### TEXTAUSZUG
Rückblick vom 14. und 15.9.2016
Der Tag beginnt mit einer ernsthaften Familiendiskussion: Jochen und ich sind frustriert vom Verhalten der Kinder. Immer noch fehlt uns die Eigenverantwortung, die Eigeninitative und der familiäre Teamgeist. Vor allem die Mädels beharren viel zu sehr auf ihrem Recht, können nicht nachgeben oder dem anderen einfach einmal etwas Gutes tun. Jede schaut nur nach sich, anstatt dafür zu sorgen, dass es uns als Familie gut geht. Sie nehmen nicht wahr, dass die Organisation der Reise in Äthiopien von Jochen und mir mehr abverlangt als in den vergangenen Ländern und dass sie sich infolgedessen auch mehr um das Familienwohlergehen kümmern müssen. So eine Reise kann nur gelingen, wenn sich jeder Einzelne um die Gemeinschaft sorgt. Wir hatten jetzt sieben Monate Übungszeit, nun sollte es eigentlich klappen.

Nach diesem sehr ausgedehnten und schwierigen Frühstück machen wir Schule. Auch hier verlangen wir von den Kindern jetzt mehr Eigenverantwortung, mehr Eigeninitiative, Eigenmotivation. Zumindest von den Großen. Es klappt ja eigentlich auch nicht schlecht, ich höre nur zu oft noch „Mama, was muss ich machen/anziehen/helfen/lernen/…?“ Sehen und handeln, das fällt manchmal schwer.

Nach dem Mittagessen schneide ich Silas die Haare. Er hat es dringend nötig, der letzte Friseurbesuch war vor einem halben Jahr in Kapstadt … Ich habe erst ein einziges Mal zuvor in meinem Leben Haare geschnitten, Silas ist also ein echtes Versuchskaninchen. Aber ich muss sage, das Ergebnis kann sich sehen lassen!
Den Rest des Tages verbringen wir am Strand des Lake Langano. Der See hat einen hohen Sodagehalt, so dass das Wasser sehr braun und „dreckig“ scheint, aber in Wirklichkeit ist es ok und vor allem eben bilharziosefrei. Wir genießen also ein langes Bad und den Sandstrand.
Abends haben wir noch Zeit zum Rummy-Spielen und Wizard.

### DEINE AUFGABEN
1. Wann und wo war Silas laut Reisebericht zuletzt beim Friseur?
2. Welche Eigenschaften fehlen den Kindern laut Reisebericht in der Familiendiskussion am Morgen? Zähl sie alle auf.
3. Schreib den Reisebericht nach dem Satz über Rummy und Wizard weiter.
Die Datensätze haben eine andere Herkunft als der Reisebericht.

### ROHDATEN
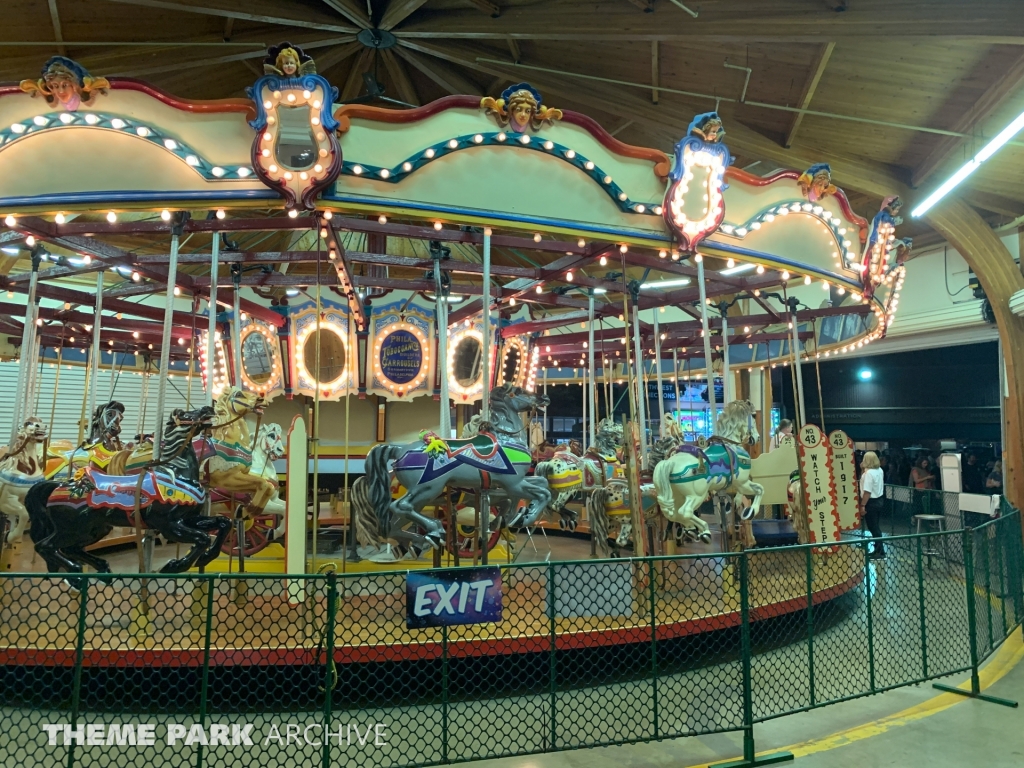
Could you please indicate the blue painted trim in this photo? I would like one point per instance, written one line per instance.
(128, 127)
(797, 265)
(412, 164)
(494, 215)
(139, 196)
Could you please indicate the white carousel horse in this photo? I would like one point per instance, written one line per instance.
(498, 453)
(20, 468)
(688, 476)
(569, 474)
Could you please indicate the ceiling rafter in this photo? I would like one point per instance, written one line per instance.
(228, 10)
(397, 11)
(396, 70)
(994, 96)
(353, 83)
(666, 118)
(451, 81)
(351, 11)
(55, 22)
(487, 7)
(817, 70)
(259, 52)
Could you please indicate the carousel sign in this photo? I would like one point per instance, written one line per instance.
(818, 489)
(400, 356)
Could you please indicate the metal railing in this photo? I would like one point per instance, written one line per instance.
(587, 653)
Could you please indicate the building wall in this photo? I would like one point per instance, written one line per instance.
(931, 394)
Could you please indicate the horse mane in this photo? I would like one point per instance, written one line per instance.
(732, 422)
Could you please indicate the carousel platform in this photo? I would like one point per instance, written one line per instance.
(261, 622)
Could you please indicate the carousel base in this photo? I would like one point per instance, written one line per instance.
(276, 622)
(271, 560)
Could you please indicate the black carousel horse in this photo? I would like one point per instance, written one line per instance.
(69, 516)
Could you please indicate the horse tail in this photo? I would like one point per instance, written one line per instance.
(666, 498)
(367, 531)
(35, 503)
(597, 512)
(379, 481)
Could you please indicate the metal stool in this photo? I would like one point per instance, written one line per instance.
(935, 524)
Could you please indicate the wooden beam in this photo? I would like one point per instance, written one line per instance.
(397, 11)
(451, 81)
(55, 20)
(257, 52)
(353, 83)
(338, 54)
(487, 7)
(654, 79)
(399, 77)
(665, 120)
(1000, 278)
(514, 49)
(993, 97)
(764, 23)
(226, 9)
(817, 70)
(351, 11)
(993, 203)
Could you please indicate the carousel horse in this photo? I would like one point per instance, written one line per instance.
(20, 469)
(568, 473)
(496, 457)
(691, 473)
(608, 506)
(260, 527)
(99, 448)
(69, 516)
(225, 456)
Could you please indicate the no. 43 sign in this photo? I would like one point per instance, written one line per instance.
(819, 493)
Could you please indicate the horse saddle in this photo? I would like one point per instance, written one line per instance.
(231, 453)
(481, 452)
(98, 491)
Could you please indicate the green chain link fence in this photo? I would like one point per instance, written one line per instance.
(587, 653)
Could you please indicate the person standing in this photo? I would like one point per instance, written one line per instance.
(871, 489)
(922, 475)
(971, 476)
(993, 484)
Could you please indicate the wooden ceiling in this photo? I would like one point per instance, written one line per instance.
(904, 89)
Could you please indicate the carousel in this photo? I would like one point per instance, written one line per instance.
(388, 298)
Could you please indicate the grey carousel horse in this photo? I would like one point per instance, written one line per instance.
(497, 457)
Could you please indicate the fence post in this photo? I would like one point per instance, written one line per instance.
(750, 753)
(444, 693)
(868, 588)
(329, 672)
(972, 617)
(921, 604)
(76, 691)
(205, 689)
(653, 641)
(986, 566)
(999, 534)
(809, 564)
(552, 669)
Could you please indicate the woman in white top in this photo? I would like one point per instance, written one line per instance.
(871, 491)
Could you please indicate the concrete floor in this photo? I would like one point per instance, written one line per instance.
(912, 726)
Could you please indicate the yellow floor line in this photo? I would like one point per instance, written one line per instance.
(1009, 654)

### DIE ANTWORTEN
1. Vor einem halben Jahr in Kapstadt.

2. Eigenverantwortung, Eigeninitiative und familiärer Teamgeist.

3.
Am heutigen Tag hätten wir eigentlich schon weiterfahren können. Wir wollen uns mit einem Kontakt in Addis Abeba treffen, und dieses Treffen haben wir erst für Freitag vereinbart. Noch ein Tag Pause tut gut, auch wenn es dem ein oder anderen schon ein bisschen langweilig wird… Nach dem etwas ausgedehnten Schulunterricht (morgen dafür wieder weniger, weil wir einen Fahrtag haben werden), liegen faul am Strand in der Sonne und stecken die Nasen in unsere Bücher. Wow, so etwas hatten wir auch schon lange nicht mehr …
Hier auf dem „compound“, so nennt man in Äthiopien und in weiteren afrikanischen Ländern die „Nachbarschaft“- also in diesem Fall das Gelände des Ressorts – wohnen 90 Menschen. Wovon diese Menschen leben und was sie tun, bleibt uns ein Rätsel. Auf jeden Fall sehen wir jeden Tag ca. 10 Männer am Eingangstor sitzen. Dort sitzen sie und unterhalten sich. Tagein, tagaus. So beobachten wir es zumindest in diesen drei Tagen.  Im Restaurant arbeiten dann nochmals ca. vier Leute, dann noch drei in der Bar. Und dann sehen wir ab und zu noch einige Angestellte über den Platz laufen. Alle haben quasi nichts zu tun… Wir als Deutsche sehen an jeder Ecke „Einsatzmöglichkeiten“: Müll wegräumen, Steckdosen reparieren, Klos putzen, Wasserleitungen und Duschen reparieren, … aber das denken wir halt mal wieder typisch deutsch!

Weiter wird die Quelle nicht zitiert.